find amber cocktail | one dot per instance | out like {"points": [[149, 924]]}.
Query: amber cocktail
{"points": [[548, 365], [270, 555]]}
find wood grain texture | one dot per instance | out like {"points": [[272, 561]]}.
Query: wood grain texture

_____

◆ **PROBLEM TO WORK ON**: Every entry must be set down again exactly as it reads.

◆ **REPLY**:
find amber cocktail | one dot per instance | out like {"points": [[149, 924]]}.
Query: amber cocktail
{"points": [[548, 365], [270, 555]]}
find wood grain texture | one dot per instance | out like {"points": [[272, 561]]}.
Query: wood grain texture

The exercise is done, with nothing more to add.